THE DATA below:
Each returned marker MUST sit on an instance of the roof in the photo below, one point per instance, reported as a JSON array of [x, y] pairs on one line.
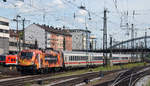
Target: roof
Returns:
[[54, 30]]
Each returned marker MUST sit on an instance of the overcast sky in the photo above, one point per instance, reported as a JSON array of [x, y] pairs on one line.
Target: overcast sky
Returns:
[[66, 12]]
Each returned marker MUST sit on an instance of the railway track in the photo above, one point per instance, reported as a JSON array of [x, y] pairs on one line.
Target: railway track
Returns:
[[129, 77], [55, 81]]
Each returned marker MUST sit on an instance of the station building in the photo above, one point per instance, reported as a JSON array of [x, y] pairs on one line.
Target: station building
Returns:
End of THE DATA.
THE DATA below:
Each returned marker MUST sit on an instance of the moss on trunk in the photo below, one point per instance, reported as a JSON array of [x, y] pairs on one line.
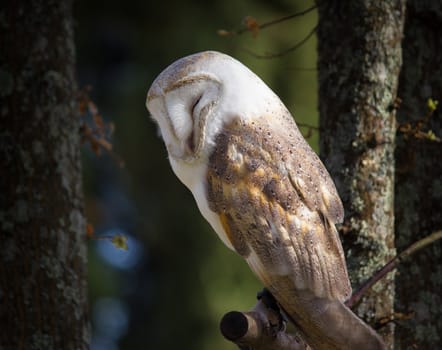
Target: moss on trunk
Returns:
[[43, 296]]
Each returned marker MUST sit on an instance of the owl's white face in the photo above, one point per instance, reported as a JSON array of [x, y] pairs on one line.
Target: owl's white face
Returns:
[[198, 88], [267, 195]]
End of THE DATA.
→ THE PROBLEM: Once a line of the records is found to contain "overcast", copy it out.

→ EXERCISE OUTPUT:
Each returned marker MUST sit on an instance of the overcast sky in the photo above, one point per instance, reported as a JSON array of [x, y] pairs on one line.
Target: overcast sky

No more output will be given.